### Stated goal
Decide whether each statement agrees with the incarceration text below, and answer yes or no with the deciding words quoted from it: (a) Twelve percent of white women have an incarcerated family member. (b) Fewer than two million people are incarcerated in the US. (c) Black women are more likely than white women to be connected to multiple people in prison.

### Page extract
_ _ _ _

The Harvard Du Bois Review has just published Racial Inequalities in Connectedness to Imprisoned Individuals in the United States,[1] a groundbreaking new article exposing the devastating effects of mass incarceration on women in the United States.

Key Data:

·      One in four women in the US has an imprisoned family member.

·      More than six million black women in the US have an incarcerated relative.

·      44 percent of black women have an incarcerated family member.

·      There are more than 2.2 million incarcerated people in the US.

The article reports that one in four women in the United States currently has an imprisoned family member.[2] Forty-four percent of black women – or just over one in two and a half – have an incarcerated family member, compared to 12 percent of white women. Black women have over 11 times as many imprisoned family members as white women, and are more likely to be connected to multiple people in prison. More than six million black women in the United States have a family member currently imprisoned.

_ _ _ _

### Material supplied
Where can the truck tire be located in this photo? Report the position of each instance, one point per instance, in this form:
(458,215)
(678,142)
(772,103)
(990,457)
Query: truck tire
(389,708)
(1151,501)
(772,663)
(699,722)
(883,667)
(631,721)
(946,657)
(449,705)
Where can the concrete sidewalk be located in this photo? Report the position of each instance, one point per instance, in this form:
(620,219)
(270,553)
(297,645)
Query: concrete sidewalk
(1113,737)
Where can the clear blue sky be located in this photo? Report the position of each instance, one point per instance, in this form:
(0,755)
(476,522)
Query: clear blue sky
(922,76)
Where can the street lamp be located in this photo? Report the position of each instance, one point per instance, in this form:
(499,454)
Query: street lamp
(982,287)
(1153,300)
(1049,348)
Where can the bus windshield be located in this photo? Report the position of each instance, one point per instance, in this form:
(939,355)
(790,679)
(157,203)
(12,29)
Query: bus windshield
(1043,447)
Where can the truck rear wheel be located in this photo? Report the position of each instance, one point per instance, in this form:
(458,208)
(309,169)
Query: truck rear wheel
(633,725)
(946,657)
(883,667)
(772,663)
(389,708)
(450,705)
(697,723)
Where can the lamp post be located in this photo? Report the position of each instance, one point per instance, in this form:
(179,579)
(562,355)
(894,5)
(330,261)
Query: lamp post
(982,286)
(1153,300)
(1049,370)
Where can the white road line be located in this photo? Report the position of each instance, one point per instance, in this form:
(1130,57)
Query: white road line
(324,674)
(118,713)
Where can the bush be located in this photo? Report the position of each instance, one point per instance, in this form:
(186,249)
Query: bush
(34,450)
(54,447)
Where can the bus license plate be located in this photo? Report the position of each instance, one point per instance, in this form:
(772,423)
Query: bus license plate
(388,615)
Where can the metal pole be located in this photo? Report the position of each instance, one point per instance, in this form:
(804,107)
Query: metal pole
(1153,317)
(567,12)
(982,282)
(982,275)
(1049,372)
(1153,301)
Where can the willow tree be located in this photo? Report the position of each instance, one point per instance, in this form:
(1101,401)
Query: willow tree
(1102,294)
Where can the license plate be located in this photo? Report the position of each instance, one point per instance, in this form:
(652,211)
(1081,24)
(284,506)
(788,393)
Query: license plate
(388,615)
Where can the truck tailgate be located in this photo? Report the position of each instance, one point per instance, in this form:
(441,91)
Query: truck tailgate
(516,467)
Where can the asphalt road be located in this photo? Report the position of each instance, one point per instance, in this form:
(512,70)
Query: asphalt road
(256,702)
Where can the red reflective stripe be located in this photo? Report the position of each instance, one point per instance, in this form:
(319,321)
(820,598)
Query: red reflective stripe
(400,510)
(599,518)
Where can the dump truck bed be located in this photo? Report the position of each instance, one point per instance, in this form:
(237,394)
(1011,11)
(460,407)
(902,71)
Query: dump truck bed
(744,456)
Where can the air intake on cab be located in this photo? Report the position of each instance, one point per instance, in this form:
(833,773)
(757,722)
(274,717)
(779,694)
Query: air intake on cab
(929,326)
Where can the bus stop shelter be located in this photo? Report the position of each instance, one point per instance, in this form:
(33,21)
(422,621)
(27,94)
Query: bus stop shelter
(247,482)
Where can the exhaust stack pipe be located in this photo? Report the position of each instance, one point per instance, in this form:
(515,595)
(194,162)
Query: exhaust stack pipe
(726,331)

_ _ _ _

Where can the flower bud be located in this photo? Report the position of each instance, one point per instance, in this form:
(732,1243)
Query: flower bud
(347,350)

_ _ _ _

### Solved problem
(a) Yes: "compared to 12 percent of white women"
(b) No: "There are more than 2.2 million incarcerated people in the US."
(c) Yes: "and are more likely to be connected to multiple people in prison"